## EXTRACTED INFORMATION
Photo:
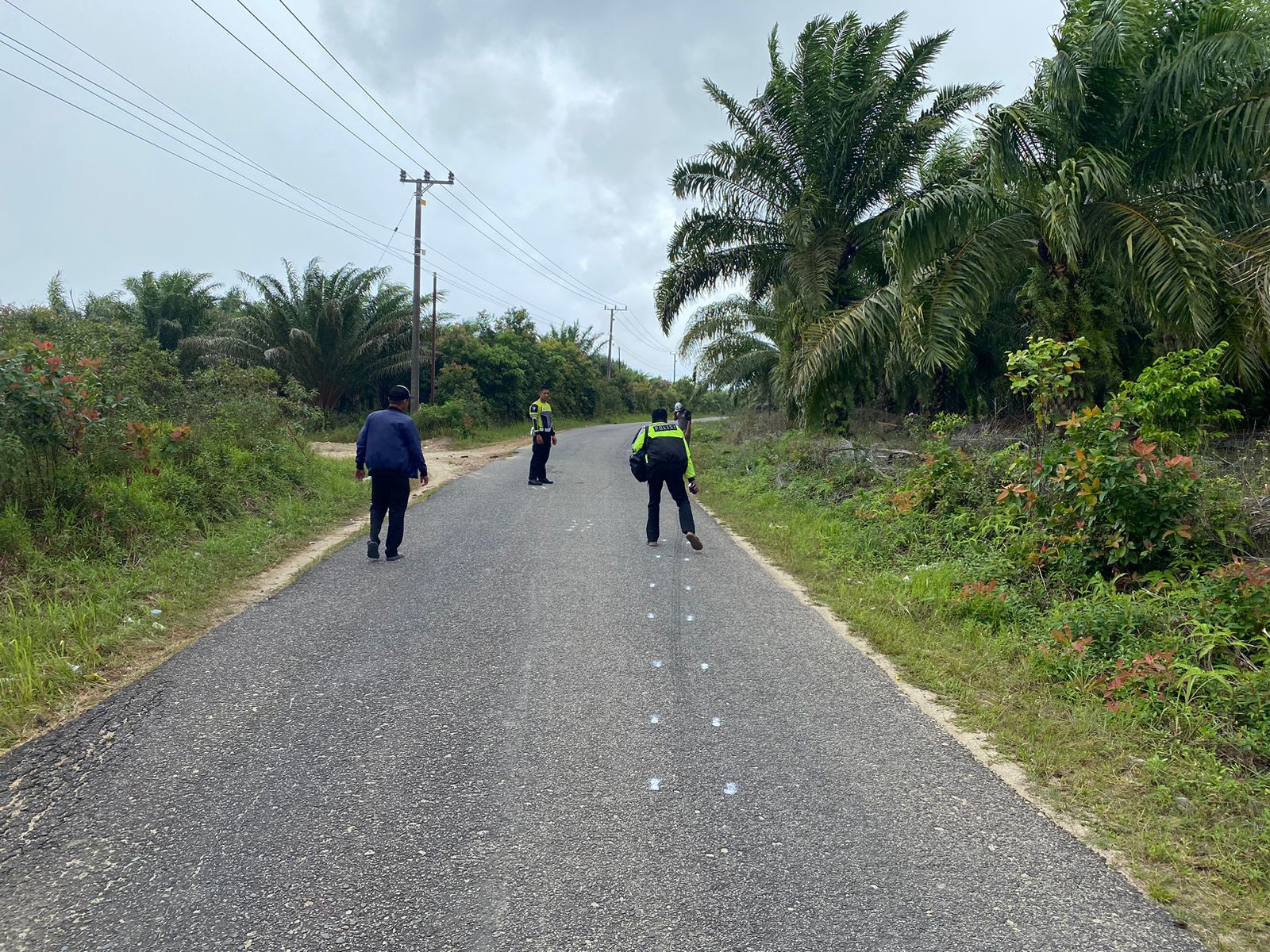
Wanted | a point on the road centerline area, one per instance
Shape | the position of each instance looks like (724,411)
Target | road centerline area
(537,733)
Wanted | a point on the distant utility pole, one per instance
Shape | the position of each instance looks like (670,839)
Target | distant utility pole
(432,391)
(427,181)
(613,310)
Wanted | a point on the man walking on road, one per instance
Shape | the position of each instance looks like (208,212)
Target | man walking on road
(668,460)
(389,443)
(544,438)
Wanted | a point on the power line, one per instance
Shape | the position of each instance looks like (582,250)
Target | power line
(229,150)
(512,251)
(387,139)
(398,228)
(285,203)
(429,152)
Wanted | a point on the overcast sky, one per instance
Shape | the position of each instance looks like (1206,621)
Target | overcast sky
(565,117)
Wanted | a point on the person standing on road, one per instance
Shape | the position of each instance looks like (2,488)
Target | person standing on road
(668,460)
(544,437)
(683,416)
(389,443)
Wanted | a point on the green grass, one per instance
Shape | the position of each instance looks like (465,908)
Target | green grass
(1191,827)
(71,625)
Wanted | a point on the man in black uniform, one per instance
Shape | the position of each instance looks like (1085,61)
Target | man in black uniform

## WORK TO COMPLETE
Rewrite the records from the line that has "Wanted | a point on the green" through the end of the records, both ends included. Multiply every point coordinate in the answers by 1.8 and round to whole numbers, with halves going up. Leave the numbers in the requests and their sample positions unchanged, and give only these lines.

## REPLY
Wanted | a point on the green grass, one per instance
Shape | the position of each instance looks like (465,908)
Target | green grass
(2144,1489)
(128,1125)
Wanted | a point on the man in black uniform, one per instance
Shape | the position of each instance looks like (1085,61)
Target | man in black uniform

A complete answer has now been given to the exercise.